» Your objective
Every line in the records below with the string "cliff" is to be copied out.

[Data in this exercise]

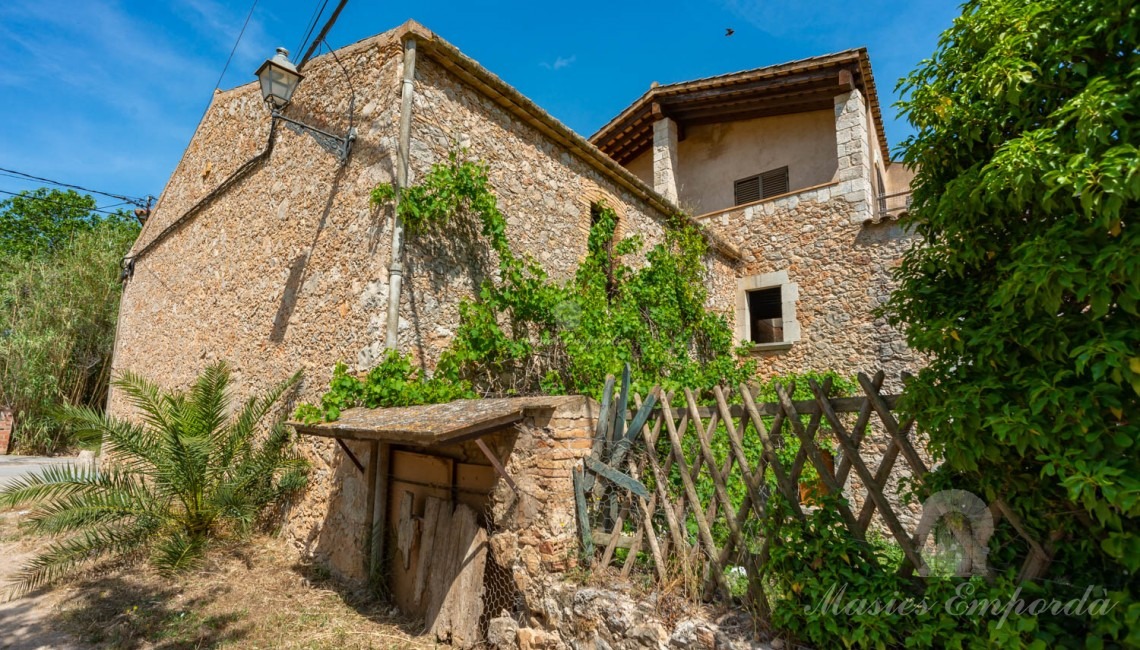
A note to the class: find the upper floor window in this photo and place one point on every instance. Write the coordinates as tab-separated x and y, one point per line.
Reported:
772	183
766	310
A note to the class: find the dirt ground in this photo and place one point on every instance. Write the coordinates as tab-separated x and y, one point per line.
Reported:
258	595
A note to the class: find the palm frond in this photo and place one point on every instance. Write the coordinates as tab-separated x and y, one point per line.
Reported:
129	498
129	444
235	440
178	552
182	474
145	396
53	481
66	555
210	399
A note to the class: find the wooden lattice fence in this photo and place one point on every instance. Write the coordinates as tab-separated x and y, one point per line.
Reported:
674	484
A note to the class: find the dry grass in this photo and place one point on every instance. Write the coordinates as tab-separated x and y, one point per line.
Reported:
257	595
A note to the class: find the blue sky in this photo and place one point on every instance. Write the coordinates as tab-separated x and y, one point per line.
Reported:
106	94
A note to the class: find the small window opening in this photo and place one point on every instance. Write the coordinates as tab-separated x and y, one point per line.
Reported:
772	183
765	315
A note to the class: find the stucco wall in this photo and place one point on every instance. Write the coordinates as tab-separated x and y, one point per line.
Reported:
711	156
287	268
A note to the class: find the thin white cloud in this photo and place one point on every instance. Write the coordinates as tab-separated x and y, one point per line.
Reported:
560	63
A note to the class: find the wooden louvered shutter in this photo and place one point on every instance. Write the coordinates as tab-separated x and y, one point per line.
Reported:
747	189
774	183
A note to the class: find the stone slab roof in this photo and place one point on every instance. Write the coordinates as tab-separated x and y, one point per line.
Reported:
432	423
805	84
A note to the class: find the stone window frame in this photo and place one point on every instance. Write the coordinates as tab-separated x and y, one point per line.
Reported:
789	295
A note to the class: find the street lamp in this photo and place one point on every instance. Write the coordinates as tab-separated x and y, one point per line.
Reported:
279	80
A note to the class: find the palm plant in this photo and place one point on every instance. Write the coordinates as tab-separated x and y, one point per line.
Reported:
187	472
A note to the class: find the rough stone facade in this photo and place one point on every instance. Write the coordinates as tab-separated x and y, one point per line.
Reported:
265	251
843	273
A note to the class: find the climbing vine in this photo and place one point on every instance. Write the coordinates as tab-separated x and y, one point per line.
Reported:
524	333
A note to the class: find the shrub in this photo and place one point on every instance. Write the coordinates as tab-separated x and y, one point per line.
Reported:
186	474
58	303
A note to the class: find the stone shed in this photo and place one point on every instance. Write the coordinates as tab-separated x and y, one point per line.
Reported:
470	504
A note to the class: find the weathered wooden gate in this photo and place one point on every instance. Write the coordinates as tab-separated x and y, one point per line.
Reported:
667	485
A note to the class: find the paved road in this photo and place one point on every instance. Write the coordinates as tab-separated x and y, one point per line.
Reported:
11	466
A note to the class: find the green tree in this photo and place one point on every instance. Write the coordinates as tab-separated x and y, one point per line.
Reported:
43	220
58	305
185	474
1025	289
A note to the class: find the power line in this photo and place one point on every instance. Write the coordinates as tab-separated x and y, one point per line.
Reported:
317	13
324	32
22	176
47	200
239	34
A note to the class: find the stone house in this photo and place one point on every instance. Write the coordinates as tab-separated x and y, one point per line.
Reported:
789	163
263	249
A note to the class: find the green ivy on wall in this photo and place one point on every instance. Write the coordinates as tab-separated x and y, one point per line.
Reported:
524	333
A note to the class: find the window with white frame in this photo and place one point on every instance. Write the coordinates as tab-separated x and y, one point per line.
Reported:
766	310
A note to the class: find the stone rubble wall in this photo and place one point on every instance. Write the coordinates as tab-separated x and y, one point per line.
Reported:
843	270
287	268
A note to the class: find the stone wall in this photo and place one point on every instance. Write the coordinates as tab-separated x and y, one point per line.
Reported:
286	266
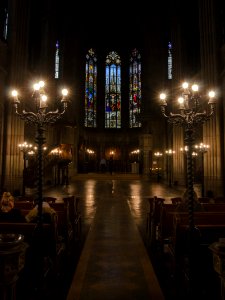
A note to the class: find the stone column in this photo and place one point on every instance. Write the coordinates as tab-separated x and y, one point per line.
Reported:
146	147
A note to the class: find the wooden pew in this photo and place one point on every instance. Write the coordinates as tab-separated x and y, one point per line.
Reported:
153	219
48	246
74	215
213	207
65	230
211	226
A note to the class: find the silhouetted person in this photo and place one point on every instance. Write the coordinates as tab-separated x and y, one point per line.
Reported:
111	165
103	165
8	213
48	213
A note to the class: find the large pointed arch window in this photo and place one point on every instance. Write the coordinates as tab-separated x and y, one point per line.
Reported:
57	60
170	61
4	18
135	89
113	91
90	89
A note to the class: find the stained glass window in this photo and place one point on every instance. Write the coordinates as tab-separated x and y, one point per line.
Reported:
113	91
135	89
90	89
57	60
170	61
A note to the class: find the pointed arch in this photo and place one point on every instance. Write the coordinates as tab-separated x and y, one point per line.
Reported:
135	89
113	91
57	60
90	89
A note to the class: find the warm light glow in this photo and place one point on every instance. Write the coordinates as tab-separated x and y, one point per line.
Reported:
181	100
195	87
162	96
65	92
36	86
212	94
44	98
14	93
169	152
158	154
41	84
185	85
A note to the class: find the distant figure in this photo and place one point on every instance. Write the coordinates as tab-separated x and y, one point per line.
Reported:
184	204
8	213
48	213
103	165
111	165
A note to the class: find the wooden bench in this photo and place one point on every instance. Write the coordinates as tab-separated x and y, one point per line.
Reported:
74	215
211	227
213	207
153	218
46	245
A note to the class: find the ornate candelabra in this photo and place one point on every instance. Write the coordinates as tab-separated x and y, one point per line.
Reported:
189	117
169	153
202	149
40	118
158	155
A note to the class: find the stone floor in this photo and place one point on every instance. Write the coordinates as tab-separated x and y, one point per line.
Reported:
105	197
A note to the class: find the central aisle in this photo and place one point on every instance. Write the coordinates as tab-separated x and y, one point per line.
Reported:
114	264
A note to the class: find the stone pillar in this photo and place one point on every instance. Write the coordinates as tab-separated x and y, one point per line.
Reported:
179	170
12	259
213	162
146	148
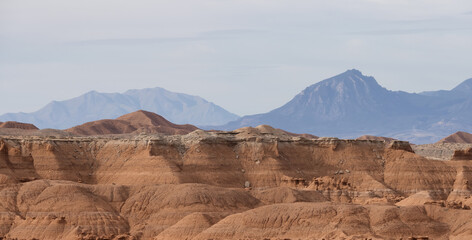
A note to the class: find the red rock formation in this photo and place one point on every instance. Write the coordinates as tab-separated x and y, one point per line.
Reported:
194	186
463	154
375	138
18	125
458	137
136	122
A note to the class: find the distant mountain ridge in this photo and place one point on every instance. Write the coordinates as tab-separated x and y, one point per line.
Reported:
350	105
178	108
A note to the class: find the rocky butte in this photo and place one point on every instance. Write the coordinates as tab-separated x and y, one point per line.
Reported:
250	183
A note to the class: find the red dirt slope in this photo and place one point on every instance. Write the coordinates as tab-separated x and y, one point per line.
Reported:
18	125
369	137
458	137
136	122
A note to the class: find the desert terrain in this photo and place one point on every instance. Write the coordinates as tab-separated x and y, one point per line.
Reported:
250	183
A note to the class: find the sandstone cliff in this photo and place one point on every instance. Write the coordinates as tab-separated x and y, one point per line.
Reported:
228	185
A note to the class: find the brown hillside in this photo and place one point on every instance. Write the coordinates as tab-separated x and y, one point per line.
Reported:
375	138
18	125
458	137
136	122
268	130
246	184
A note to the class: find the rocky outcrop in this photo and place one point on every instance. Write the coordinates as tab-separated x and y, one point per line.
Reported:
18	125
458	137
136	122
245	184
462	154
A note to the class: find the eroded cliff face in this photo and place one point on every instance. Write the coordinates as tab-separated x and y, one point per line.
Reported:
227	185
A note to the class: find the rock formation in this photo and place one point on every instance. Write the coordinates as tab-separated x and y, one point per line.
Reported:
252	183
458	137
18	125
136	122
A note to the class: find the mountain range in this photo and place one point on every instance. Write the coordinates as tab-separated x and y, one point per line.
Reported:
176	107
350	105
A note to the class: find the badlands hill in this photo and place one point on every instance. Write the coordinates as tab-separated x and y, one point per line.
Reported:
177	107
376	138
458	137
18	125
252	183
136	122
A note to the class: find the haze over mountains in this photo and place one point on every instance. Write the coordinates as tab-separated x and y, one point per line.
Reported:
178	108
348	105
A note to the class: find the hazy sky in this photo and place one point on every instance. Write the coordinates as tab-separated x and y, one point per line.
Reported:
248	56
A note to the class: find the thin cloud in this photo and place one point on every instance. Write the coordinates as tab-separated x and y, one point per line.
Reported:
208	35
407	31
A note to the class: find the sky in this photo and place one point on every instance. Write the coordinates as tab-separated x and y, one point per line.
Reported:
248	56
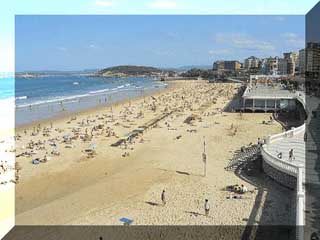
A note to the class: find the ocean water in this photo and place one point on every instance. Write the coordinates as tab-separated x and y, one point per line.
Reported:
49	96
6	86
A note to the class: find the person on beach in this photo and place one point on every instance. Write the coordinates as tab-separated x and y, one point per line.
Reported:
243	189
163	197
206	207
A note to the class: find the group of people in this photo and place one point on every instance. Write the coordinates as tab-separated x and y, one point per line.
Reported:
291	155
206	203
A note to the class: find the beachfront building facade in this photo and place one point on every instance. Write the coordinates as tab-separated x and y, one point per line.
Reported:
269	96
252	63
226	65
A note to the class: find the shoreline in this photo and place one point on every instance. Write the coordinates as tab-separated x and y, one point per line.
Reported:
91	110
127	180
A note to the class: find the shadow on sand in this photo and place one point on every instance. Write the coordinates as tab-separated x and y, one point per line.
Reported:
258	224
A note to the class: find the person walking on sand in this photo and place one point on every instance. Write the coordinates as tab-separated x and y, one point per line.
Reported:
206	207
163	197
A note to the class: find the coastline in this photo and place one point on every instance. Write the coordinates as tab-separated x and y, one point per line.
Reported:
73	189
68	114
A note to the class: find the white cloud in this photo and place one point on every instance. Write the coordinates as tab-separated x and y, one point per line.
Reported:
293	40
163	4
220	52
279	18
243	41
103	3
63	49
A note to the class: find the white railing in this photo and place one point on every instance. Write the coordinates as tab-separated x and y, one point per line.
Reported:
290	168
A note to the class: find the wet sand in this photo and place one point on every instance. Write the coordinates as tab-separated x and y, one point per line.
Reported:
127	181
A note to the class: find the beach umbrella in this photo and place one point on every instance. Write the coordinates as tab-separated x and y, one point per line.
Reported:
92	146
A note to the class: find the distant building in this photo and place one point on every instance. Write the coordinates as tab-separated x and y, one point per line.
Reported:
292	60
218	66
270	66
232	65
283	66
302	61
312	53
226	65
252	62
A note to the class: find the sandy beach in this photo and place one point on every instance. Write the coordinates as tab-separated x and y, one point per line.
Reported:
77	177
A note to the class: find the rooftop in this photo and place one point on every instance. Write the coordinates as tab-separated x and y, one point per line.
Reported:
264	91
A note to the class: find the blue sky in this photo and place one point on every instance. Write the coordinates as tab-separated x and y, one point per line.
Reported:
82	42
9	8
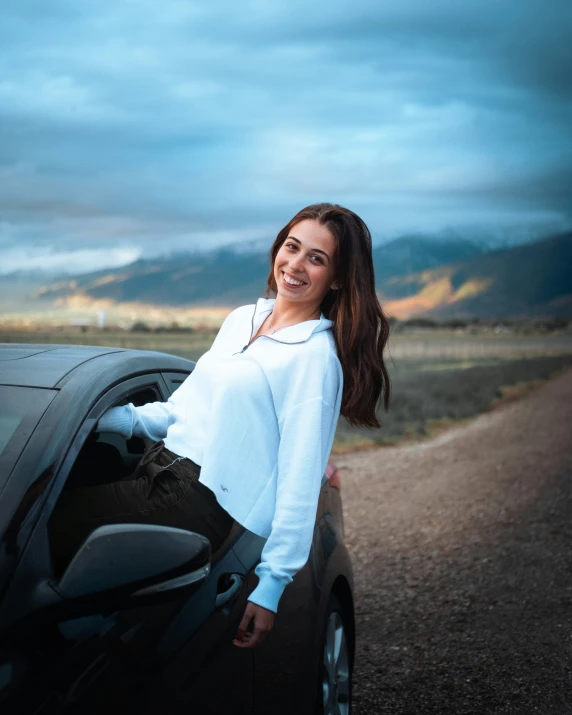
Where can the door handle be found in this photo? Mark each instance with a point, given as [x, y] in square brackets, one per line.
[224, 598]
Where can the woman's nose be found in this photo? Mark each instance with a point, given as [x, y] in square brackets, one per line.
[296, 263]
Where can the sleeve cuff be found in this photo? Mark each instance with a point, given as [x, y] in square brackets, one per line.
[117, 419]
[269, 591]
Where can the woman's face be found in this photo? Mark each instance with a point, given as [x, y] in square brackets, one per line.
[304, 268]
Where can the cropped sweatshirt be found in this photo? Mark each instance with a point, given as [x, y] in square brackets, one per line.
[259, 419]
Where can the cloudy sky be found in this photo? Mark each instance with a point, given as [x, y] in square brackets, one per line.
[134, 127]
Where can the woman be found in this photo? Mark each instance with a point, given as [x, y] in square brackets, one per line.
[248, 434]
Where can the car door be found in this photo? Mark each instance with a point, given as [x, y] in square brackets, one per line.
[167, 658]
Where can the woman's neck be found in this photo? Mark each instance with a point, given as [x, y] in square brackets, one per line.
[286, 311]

[/Data in this exercise]

» Exercise solution
A note to the class: find the sandstone cliff in this photo and place one point on every instance. Write the coordinates as tab-separated x and y, one point per line.
A note to the class: find the eroded cliff face in this photo and place one point on every instance. Write the coordinates as tab-separated x and y, one point per line.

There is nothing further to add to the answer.